Al-Bukhari narrated through his chain to Zubair bin Adi, who said: “We came to Anas bin Malik and complained to him about what we suffer from Al-Hajjaj, so he said: ‘Be patient, for there will not come upon you a time except that which comes after it is worse than it, until you meet your Lord.’ I heard this from your Messenger.”

Some readers take this prophetic narration and others like it as a pretext for inactivity, refraining from working towards reform and rescue, claiming that the narration indicates that matters are in perpetual decline, continuously falling, in a successive plummet from one depth to another, never moving from bad to worse except towards the Hour.

Others have reservations about accepting this noble prophetic narration, and some may hastily reject it! Because, in their view, it calls for despair and resignation, and towards a passive attitude in facing life, as it opposes the idea of progress upon which the system of the universe and life is based, contradicts the historical reality of Muslims, and opposes narrations that promise the emergence of a caliph who will fill the earth with justice and equity, because it calls for surrendering to reality without taking measures to improve it!!

Some scholars have questioned the absoluteness of this narration, where it says: “No year or day will come upon you except that which follows it is worse than it, until you meet your Lord” [from Anas bin Malik]. Although some times may be less evil than those before them, like the time of Umar ibn Abdul Aziz, which was known for righteousness, came after the time of Al-Hajjaj, which was widely complained about, and it could be said that evil diminished during his time.

Al-Hasan Al-Basri interpreted the narration as referring to the majority case.
As for Ibn Mas’ud, he said: “Indeed, I do not mean that one matter is better than another, or one year better than another, but your scholars and jurists will disappear, and then you will not find any successors for them.”

We say: Reality and history have proven that there were periods of stagnation followed by times of renewal. For example, in the eighth Hijri century, renewers appeared after the fall of the Islamic caliphate, with Ibn Taymiyyah and his student Ibn Al-Qayyim emerging in the Levant after the decline of conditions in the seventh Hijri century, Al-Shatibi in Andalusia, Ibn Khaldun in Morocco, and others who were chronicled by Ibn Hajar in his famous book (The Hidden Pearls in the Notables of the Eighth Century).

■ Material provided ■
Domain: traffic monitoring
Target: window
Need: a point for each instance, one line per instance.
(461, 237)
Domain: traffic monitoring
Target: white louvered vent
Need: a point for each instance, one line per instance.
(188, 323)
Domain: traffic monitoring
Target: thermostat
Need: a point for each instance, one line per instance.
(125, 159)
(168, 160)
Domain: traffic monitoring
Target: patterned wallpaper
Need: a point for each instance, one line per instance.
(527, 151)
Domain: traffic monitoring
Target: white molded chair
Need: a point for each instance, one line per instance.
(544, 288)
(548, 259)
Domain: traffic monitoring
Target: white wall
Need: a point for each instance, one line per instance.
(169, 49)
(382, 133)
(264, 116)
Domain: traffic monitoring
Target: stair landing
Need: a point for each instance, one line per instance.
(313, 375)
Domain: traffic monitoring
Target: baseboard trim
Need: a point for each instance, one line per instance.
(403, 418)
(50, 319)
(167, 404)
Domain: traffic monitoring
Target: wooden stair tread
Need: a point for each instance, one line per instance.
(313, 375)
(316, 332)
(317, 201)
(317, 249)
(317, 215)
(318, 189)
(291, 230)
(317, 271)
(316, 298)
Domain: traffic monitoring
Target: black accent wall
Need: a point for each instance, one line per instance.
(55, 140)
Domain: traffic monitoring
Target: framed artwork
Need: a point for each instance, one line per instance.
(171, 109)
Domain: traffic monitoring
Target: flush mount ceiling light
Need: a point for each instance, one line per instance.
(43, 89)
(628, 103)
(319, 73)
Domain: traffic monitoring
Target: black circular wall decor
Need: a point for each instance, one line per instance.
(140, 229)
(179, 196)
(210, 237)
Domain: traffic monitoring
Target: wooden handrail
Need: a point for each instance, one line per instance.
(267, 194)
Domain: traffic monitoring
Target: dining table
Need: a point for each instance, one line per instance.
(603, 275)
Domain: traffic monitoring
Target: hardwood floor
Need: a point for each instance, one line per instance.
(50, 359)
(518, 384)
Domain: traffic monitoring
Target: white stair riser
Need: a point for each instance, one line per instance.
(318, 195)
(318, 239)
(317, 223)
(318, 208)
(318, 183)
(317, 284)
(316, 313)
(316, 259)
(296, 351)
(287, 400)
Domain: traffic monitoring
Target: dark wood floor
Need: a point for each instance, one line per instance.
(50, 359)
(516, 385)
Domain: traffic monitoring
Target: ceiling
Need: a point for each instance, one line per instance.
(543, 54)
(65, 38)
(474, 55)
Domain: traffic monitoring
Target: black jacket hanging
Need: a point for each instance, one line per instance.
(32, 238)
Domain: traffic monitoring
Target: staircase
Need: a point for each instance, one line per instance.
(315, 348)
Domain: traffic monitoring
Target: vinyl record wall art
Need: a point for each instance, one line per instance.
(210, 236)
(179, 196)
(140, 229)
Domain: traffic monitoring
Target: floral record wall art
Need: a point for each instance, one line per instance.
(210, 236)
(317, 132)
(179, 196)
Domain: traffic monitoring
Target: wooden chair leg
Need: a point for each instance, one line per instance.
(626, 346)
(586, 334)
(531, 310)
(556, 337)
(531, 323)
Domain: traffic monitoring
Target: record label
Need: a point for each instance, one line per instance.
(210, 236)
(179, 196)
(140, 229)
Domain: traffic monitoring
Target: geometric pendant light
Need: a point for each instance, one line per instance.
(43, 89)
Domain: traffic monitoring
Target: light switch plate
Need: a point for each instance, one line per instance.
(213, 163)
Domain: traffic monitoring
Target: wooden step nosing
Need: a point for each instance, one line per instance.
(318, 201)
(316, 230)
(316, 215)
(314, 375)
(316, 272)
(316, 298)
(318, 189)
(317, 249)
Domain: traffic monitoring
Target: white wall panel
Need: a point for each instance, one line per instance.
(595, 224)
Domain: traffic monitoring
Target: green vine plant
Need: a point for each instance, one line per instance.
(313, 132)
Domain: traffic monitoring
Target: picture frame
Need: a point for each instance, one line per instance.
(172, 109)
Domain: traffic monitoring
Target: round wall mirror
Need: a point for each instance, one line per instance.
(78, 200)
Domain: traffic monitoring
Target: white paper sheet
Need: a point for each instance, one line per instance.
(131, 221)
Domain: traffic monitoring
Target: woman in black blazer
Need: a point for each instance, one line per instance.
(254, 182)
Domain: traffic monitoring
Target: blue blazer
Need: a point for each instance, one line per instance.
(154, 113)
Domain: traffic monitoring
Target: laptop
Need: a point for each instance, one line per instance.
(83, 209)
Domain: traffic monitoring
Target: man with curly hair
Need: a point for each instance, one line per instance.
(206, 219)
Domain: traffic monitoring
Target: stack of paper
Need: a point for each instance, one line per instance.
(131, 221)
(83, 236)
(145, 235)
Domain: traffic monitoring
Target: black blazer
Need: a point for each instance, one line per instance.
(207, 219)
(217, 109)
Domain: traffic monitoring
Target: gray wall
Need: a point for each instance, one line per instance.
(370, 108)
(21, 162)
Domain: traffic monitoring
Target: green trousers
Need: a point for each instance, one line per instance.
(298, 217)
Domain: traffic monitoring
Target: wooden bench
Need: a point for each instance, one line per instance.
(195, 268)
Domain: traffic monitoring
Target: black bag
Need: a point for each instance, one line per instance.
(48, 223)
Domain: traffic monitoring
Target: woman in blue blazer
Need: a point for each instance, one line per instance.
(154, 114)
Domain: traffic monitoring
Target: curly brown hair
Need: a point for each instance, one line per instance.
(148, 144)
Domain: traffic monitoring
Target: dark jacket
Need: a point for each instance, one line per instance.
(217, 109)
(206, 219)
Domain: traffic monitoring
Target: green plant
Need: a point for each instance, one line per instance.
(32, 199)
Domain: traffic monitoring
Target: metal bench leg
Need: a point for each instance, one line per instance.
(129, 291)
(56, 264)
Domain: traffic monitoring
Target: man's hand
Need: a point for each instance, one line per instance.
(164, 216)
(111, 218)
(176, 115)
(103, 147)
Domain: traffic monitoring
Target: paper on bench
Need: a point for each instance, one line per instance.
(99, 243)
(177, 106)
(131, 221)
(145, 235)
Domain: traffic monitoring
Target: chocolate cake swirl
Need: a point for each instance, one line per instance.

■ Exercise requirements ■
**a)** From the passage on the narration of Anas bin Malik, reproduce the stretch from "Some scholars have" through "the majority case." word for word.
**b)** In the passage on the narration of Anas bin Malik, how did Al-Hasan Al-Basri interpret the narration?

■ Task answers ■
**a)**
Some scholars have questioned the absoluteness of this narration, where it says: “No year or day will come upon you except that which follows it is worse than it, until you meet your Lord” [from Anas bin Malik]. Although some times may be less evil than those before them, like the time of Umar ibn Abdul Aziz, which was known for righteousness, came after the time of Al-Hajjaj, which was widely complained about, and it could be said that evil diminished during his time.

Al-Hasan Al-Basri interpreted the narration as referring to the majority case.

**b)** He interpreted it as referring to the majority case.